● Task description
Everything from the line containing "Drop a pin on every instance of the metal field" to the last line of the listing below, inclusive, is what you should output, exactly as it appears.

● Data for the task
※ ※ ※

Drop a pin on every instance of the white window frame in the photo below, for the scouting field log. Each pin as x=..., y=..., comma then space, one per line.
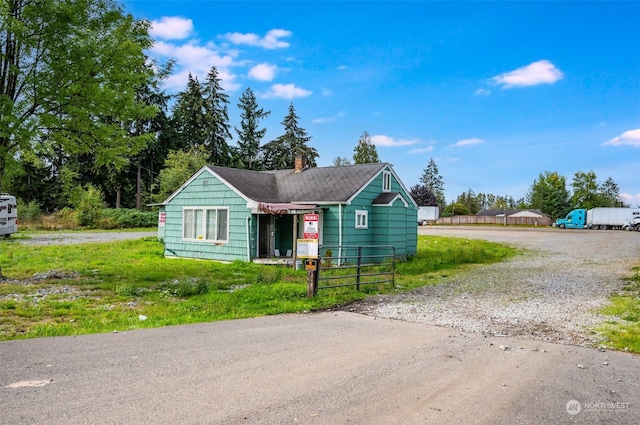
x=386, y=181
x=362, y=219
x=195, y=228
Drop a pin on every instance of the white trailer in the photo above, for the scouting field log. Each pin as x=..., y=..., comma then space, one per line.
x=610, y=218
x=8, y=215
x=428, y=214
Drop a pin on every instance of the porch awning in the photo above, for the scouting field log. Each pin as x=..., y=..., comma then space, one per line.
x=283, y=208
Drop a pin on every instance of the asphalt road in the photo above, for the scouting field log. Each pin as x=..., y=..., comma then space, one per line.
x=325, y=368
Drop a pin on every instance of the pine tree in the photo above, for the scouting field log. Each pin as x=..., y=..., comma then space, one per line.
x=549, y=194
x=189, y=115
x=432, y=179
x=610, y=193
x=280, y=154
x=249, y=135
x=365, y=151
x=217, y=128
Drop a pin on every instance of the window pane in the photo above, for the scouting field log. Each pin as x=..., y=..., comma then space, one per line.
x=198, y=217
x=211, y=225
x=222, y=225
x=187, y=223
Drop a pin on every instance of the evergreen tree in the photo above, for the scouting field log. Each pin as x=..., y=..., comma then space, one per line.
x=216, y=127
x=365, y=151
x=340, y=161
x=610, y=194
x=585, y=190
x=432, y=179
x=471, y=201
x=423, y=196
x=280, y=154
x=249, y=134
x=178, y=168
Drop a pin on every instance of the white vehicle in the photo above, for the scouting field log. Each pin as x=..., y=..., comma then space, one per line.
x=610, y=218
x=427, y=214
x=8, y=215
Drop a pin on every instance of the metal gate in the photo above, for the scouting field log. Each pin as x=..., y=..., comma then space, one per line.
x=355, y=265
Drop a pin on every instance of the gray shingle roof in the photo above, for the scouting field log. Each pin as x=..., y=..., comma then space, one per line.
x=313, y=185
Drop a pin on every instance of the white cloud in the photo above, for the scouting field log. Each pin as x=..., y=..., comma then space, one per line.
x=633, y=200
x=540, y=72
x=197, y=60
x=421, y=150
x=271, y=40
x=171, y=28
x=263, y=72
x=631, y=138
x=328, y=119
x=382, y=140
x=468, y=142
x=286, y=91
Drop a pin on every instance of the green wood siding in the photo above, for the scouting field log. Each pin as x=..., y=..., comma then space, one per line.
x=394, y=224
x=388, y=225
x=207, y=191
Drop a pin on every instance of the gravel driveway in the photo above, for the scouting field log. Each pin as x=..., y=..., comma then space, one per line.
x=551, y=292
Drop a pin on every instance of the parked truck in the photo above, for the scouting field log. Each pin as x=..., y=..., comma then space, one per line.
x=597, y=218
x=428, y=214
x=8, y=215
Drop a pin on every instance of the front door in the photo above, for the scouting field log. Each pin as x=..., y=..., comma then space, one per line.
x=266, y=243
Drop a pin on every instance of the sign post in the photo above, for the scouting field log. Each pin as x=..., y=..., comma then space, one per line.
x=308, y=249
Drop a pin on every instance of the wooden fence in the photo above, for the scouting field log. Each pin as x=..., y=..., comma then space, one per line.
x=505, y=221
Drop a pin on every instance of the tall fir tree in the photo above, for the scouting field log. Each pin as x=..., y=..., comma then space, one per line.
x=610, y=193
x=280, y=154
x=217, y=128
x=249, y=133
x=432, y=179
x=189, y=115
x=365, y=151
x=549, y=194
x=585, y=190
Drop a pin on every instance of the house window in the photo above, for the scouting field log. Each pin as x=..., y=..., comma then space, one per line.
x=205, y=224
x=362, y=219
x=386, y=181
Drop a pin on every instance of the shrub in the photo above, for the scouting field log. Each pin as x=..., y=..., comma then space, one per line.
x=124, y=218
x=29, y=213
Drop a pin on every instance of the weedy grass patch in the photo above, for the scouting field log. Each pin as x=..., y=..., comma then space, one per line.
x=106, y=287
x=623, y=333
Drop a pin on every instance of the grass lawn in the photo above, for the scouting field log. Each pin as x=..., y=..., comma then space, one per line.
x=624, y=332
x=102, y=287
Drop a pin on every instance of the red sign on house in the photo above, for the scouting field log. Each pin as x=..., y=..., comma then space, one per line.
x=311, y=226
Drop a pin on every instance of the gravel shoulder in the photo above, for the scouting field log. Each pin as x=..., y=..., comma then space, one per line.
x=551, y=292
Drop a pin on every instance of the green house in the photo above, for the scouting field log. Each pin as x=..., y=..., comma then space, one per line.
x=229, y=214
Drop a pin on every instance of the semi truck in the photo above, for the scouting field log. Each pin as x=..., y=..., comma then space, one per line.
x=597, y=218
x=428, y=214
x=8, y=215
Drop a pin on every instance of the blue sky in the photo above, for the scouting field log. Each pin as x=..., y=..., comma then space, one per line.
x=495, y=92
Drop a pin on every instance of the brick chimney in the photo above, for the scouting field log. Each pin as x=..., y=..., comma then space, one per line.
x=301, y=163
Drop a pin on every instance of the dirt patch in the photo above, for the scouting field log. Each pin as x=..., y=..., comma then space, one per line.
x=552, y=292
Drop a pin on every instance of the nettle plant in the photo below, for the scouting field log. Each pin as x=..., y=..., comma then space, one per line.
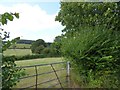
x=10, y=72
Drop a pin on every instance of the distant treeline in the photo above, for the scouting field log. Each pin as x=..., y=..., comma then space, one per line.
x=24, y=44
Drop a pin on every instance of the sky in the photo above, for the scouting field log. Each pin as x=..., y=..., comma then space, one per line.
x=37, y=19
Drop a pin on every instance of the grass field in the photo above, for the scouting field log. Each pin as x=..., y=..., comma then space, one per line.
x=17, y=52
x=21, y=46
x=31, y=71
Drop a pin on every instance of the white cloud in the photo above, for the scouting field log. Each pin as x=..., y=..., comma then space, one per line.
x=33, y=22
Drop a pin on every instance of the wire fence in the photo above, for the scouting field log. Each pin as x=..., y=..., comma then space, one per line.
x=54, y=70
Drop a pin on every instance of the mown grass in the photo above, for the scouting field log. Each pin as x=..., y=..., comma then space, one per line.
x=41, y=69
x=17, y=52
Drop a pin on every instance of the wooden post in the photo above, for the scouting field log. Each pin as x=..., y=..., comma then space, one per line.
x=68, y=74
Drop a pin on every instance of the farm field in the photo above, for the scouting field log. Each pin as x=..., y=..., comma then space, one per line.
x=24, y=46
x=41, y=69
x=17, y=52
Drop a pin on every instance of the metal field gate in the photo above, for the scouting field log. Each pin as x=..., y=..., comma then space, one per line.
x=54, y=73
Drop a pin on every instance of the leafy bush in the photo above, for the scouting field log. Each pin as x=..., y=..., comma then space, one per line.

※ ※ ※

● Solution
Drop a pin on every instance of the metal field gate in the photo above, for the scouting field log. Each pin as x=..., y=..., comma then space, one per line.
x=54, y=73
Drop a pin on every instance of the leafy bush in the photo above, for the scouting field log. Each pin as x=..., y=..., comma then space, one per line.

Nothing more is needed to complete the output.